- TASK
Please repeat each entry. Match every word exactly.

- DATA SUPPLIED
===
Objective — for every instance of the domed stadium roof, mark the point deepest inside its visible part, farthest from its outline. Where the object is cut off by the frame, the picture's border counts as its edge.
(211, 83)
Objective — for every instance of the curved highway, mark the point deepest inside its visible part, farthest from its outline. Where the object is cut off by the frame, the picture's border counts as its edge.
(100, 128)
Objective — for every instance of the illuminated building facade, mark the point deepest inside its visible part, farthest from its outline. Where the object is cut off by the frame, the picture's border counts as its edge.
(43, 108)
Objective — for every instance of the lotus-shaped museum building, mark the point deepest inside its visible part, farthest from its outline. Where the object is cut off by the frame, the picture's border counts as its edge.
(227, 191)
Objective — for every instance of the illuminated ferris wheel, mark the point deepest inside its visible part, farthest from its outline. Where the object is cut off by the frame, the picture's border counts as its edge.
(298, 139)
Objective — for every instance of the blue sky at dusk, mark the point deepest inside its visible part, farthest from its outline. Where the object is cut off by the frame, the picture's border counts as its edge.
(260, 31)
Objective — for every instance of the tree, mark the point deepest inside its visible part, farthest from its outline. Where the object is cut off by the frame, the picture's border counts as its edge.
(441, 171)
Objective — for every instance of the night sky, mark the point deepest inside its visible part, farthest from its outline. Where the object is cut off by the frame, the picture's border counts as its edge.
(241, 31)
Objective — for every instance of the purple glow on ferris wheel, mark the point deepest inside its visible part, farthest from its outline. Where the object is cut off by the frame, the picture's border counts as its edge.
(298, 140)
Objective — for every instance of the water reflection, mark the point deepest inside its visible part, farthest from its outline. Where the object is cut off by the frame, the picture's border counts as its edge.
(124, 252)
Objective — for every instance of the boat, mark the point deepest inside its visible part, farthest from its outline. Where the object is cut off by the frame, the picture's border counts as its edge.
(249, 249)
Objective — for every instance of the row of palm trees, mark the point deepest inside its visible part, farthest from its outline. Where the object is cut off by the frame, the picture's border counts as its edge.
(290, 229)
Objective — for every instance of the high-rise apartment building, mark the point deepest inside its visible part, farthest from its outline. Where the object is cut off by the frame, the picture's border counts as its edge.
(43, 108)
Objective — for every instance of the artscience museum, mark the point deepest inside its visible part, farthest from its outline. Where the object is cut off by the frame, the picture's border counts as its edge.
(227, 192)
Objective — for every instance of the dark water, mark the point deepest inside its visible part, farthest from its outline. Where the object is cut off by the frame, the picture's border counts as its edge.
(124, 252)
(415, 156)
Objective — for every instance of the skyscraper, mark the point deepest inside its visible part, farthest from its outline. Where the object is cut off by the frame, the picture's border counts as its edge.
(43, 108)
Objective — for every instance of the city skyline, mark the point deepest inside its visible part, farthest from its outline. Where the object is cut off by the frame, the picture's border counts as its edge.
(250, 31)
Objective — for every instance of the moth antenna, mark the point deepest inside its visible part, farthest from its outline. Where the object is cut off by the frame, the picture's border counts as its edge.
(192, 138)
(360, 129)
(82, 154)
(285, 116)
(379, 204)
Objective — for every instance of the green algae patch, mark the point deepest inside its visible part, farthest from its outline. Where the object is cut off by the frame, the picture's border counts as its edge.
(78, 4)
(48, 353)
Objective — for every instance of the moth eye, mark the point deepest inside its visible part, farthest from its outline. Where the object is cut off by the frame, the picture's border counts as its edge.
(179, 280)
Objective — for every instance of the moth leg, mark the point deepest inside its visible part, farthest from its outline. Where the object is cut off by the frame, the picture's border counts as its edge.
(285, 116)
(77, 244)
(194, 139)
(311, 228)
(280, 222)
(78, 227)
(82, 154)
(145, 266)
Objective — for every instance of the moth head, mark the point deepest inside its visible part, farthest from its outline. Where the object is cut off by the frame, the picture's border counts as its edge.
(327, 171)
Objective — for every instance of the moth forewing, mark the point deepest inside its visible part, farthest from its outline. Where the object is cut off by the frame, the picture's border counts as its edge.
===
- SOLUTION FOR THIS EXERCISE
Objective — for every instance of the domed stadium roof, mark the point deepest inside its visible part, farthest from its outline. Where the object is cut off by the frame, the picture's border counts as its edge.
(211, 83)
Objective — for every instance of the curved highway, mark the point deepest inside its visible part, farthest from its outline. Where the object is cut off by the frame, the picture's border counts as its edge.
(100, 128)
Objective — for every instance of the illuminated building facade, mark the point deepest inside its visible part, farthest from its outline. Where the object is cut off by the frame, the picture's border counts as its edge.
(43, 108)
Objective — for every instance of the lotus-shaped museum building, mark the point deepest inside its visible part, farthest from its outline. Where the object is cut off by the frame, the picture's border counts as its edge.
(227, 191)
Objective — for every instance of the illuminated ferris wheel, mark the point deepest inside its visible part, farthest from its outline. Where the object is cut off by the frame, the picture's border counts as its edge.
(298, 139)
Objective — for every instance of the blue sky at dusk, mark the point deepest inside its visible part, farthest from its outline. Where the object is cut off by the frame, the picture's border counts as its edge.
(260, 31)
Objective — for every instance of the tree, mark the point deepest inside its visible part, farthest from its outline. Where the object is cut off by the frame, the picture's border counts as its edge.
(441, 171)
Objective — for every instance of the night sky, mark the point deepest inside its visible part, farthest from its outline. Where the object is cut off by the frame, the picture's border counts as its edge.
(241, 31)
Objective — for every instance of the purple glow on ferris wheel, mark the point deepest inside its visible part, farthest from its outline. Where the object is cut off by the frame, the picture's border counts as its edge.
(298, 140)
Objective — for every instance of the water reflection, mark the point deepest inside its visible part, farthest from its outline. Where the object is cut off by the frame, the picture's border counts as its edge.
(124, 252)
Objective — for every instance of the boat, mark the point deepest inside its visible part, farthest from its outline. Where the object is cut off by the frame, the picture's border counts as its edge.
(249, 249)
Objective — for every instance of the row of palm trees, mark the point deepest inside its visible part, farthest from its outline. Where the object is cut off by the frame, the picture's border counts as its edge.
(290, 229)
Objective — for every instance of the high-rise apartment building, mark the point deepest inside its visible part, farthest from its outline. Where the object is cut off by the frame, the picture's border counts as its edge.
(43, 108)
Objective — for every instance of the artscience museum, mark the point deepest inside its visible part, farthest from its outline. Where the object is cut off by the frame, the picture's border counts as its edge.
(227, 192)
Objective — for every instance of the dark water, mark the point deepest inside its visible part, farthest from its outline. Where the object is cut off by the frame, the picture's border counts as its edge.
(124, 252)
(415, 156)
Objective — for every instance of the skyscraper, mark the point deepest inside its visible part, farthest from its outline. Where the object is cut off by the frame, the picture's border counts as its edge.
(43, 108)
Objective — for every instance of the city skyline, mark the point deepest inside its visible part, farthest from its outline. Where the object is cut off by the frame, the picture's border counts as its edge.
(250, 31)
Objective — for every instance of the moth antenna, mark the point deepest inside its visible part, farthest from its outline. Where the object is cut off by the frame, the picture's border counts as its edge.
(192, 138)
(360, 129)
(82, 154)
(285, 116)
(379, 204)
Objective — for every instance of the green algae patch, mark the point deepest inside its visible part, farthest from its outline. Where the object is cut off by the frame, the picture's border counts as its edge.
(78, 4)
(48, 353)
Objective — for every instance of the moth eye, mark the point deepest inside its visible part, farthest from its outline. Where the object is cut off by the frame, the picture's border counts as its edge.
(179, 280)
Objective — for every instance of the moth leg, mark the point deepest inside its visible part, farthest from its outline. Where the object is cut off by the frame, the picture's border counts as its edge.
(285, 116)
(77, 244)
(194, 139)
(311, 228)
(280, 222)
(78, 227)
(82, 154)
(145, 266)
Objective — for every instance of the moth head, mark the point deepest inside its visible part, farthest from its outline. Where the object is cut off by the frame, the picture's border counts as its edge.
(327, 171)
Objective — for every instance of the moth forewing, mark the point deepest inside its visible part, farthest from its outline. Where the object is cut off by the frame, the picture's border counts as its edge.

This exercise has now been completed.